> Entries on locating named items
..........

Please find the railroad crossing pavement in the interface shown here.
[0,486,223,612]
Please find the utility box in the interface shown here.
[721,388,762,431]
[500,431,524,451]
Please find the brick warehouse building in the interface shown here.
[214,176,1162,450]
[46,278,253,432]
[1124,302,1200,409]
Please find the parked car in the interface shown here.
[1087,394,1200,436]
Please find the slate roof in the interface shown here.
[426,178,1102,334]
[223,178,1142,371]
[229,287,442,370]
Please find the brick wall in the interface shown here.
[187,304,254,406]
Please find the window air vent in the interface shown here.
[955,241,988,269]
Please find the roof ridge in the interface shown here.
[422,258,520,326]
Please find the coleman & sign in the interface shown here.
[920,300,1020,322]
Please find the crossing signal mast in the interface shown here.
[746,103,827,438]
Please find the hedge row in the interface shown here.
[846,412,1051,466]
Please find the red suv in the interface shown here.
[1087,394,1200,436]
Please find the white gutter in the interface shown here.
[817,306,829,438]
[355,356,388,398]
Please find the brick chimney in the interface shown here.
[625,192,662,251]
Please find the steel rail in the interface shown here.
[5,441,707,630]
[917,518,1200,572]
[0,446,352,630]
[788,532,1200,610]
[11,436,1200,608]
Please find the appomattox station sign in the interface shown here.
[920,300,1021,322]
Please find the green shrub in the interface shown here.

..........

> Request
Duplicate every row above, keeping each line identical to the original.

> Problem solution
Please find the railroad crossing pavement in the interface shown here.
[0,486,223,612]
Please find the utility box in the interface shown here.
[721,388,762,431]
[500,431,524,451]
Please find the brick warehouse building in the interface shown here.
[214,176,1162,450]
[46,278,253,432]
[1124,302,1200,409]
Please find the parked car in the interface shown here.
[1087,394,1200,436]
Please find the slate roof in the interface shown here.
[426,178,1102,334]
[223,178,1142,371]
[229,287,442,370]
Please find the brick wall in the interface shown here.
[187,304,254,406]
Please find the window air vent in the interface shown here.
[955,241,988,269]
Please find the roof ridge in the interface shown here.
[422,258,520,326]
Please find the coleman & sign in the interface shown here.
[920,300,1020,322]
Please find the crossing signal mast in the interface shown here.
[746,103,827,438]
Please find the hedge row in the interface shown here.
[846,412,1051,466]
Please find the red suv in the interface shown here.
[1087,394,1200,436]
Please find the white gutter in the interface shown here.
[817,306,829,438]
[355,356,388,398]
Please find the brick chimney in the interface shown here.
[625,192,662,251]
Please find the steel rail in the interface shown here.
[5,441,707,630]
[917,518,1200,572]
[0,446,352,630]
[788,532,1200,610]
[11,436,1200,608]
Please find the appomattox station sign in the interface shown here.
[920,300,1021,322]
Please find the green shrub in the interface shown here.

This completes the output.